EXERCISE PROMPT: Where does the word "street" show up in the records? Copy every line that holds it.

DATASET RECORDS:
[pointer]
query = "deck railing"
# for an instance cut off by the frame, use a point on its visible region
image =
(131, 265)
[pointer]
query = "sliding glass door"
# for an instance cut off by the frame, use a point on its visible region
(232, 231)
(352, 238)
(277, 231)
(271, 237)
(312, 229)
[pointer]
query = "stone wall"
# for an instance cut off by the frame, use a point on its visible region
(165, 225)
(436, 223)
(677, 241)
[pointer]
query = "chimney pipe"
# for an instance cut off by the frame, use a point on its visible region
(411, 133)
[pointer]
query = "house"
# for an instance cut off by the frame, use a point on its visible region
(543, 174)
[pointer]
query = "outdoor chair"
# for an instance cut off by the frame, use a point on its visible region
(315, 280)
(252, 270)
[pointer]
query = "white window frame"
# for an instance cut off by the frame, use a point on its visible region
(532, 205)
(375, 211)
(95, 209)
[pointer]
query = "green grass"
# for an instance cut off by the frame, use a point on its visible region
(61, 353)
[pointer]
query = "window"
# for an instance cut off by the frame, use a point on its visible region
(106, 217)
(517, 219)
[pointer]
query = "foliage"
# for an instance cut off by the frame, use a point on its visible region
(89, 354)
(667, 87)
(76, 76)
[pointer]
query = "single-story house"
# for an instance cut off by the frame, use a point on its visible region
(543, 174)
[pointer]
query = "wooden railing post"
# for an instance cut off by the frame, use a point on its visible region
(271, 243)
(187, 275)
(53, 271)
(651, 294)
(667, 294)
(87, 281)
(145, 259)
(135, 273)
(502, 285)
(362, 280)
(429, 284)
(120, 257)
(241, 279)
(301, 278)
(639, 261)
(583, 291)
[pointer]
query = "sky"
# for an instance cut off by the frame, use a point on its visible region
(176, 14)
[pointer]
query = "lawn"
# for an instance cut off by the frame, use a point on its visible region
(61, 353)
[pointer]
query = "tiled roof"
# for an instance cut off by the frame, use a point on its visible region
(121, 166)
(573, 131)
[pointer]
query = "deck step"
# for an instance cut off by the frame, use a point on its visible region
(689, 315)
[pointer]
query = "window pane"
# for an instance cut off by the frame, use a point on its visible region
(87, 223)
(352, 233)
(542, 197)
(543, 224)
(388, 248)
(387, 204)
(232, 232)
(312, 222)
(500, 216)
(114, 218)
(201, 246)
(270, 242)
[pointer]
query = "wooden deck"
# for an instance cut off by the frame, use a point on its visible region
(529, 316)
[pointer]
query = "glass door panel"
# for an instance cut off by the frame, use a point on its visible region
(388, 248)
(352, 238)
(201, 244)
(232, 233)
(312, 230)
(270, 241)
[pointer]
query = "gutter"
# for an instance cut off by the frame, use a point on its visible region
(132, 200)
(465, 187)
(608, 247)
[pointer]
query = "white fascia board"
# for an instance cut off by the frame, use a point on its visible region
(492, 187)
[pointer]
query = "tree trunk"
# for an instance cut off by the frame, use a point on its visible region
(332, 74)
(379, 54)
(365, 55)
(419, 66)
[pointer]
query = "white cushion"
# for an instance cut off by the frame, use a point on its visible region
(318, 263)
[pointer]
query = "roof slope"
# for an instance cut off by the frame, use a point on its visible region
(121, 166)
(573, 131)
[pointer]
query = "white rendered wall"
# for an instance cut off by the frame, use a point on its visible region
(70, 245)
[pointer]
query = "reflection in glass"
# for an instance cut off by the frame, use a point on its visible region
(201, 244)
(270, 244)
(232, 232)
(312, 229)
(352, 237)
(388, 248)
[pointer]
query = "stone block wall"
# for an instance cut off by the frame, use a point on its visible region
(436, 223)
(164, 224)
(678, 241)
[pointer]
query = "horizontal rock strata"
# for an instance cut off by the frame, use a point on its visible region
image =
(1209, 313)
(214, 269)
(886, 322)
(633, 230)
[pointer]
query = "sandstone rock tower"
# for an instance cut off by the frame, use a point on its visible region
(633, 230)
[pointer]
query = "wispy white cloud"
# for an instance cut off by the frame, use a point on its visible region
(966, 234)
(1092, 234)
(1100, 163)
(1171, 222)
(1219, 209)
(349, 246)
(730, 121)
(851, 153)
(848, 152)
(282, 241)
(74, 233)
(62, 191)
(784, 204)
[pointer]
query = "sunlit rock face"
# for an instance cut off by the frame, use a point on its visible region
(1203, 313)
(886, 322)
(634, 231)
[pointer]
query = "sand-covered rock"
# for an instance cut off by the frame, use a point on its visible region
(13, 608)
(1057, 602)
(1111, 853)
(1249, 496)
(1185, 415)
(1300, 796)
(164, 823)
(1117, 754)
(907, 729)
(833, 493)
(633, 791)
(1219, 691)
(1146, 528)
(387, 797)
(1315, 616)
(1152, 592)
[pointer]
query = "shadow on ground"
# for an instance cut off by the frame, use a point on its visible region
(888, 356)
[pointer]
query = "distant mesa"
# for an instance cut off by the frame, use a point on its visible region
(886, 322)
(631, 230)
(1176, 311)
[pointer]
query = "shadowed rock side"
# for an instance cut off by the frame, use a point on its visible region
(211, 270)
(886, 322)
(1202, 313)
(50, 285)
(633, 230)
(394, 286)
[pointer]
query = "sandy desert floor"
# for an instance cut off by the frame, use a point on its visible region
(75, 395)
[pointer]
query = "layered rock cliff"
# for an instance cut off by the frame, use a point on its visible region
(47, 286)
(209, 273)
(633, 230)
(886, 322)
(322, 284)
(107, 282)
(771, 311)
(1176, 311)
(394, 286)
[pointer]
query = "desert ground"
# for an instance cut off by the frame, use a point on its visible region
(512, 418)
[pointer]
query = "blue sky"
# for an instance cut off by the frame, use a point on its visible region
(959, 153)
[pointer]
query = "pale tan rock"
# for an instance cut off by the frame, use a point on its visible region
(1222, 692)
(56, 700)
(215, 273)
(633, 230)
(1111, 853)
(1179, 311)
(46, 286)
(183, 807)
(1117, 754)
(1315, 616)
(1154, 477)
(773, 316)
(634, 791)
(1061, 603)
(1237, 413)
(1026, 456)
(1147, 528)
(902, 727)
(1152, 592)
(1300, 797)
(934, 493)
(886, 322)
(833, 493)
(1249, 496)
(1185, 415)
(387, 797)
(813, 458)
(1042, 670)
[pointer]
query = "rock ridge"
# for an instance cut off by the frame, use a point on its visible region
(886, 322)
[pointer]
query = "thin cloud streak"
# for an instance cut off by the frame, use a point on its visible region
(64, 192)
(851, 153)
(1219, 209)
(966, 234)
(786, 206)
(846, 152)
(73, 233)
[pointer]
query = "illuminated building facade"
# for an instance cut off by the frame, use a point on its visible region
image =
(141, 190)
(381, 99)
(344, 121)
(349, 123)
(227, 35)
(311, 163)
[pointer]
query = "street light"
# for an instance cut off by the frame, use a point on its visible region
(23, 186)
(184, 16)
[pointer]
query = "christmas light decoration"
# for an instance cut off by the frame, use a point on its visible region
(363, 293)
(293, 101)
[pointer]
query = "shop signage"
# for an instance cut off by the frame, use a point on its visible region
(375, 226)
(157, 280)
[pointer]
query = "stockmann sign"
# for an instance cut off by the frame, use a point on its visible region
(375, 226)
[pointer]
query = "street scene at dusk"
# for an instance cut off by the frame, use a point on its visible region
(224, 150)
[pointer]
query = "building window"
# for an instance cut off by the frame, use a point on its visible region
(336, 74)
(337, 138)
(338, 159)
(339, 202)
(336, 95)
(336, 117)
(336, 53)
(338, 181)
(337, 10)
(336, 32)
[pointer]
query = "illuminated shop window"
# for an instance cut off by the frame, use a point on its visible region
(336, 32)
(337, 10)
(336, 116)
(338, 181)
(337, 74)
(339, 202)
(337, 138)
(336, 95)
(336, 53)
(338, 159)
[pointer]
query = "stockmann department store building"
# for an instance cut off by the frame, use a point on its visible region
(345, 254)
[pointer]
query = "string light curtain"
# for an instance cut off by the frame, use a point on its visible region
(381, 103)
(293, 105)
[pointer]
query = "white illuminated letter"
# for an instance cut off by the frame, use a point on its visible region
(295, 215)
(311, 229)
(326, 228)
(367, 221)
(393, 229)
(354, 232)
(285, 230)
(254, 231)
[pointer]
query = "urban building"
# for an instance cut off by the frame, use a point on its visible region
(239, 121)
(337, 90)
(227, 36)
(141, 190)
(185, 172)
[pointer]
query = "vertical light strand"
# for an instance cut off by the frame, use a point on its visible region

REPLY TO THE EXERCISE:
query = "street light"
query = "street scene at dusk"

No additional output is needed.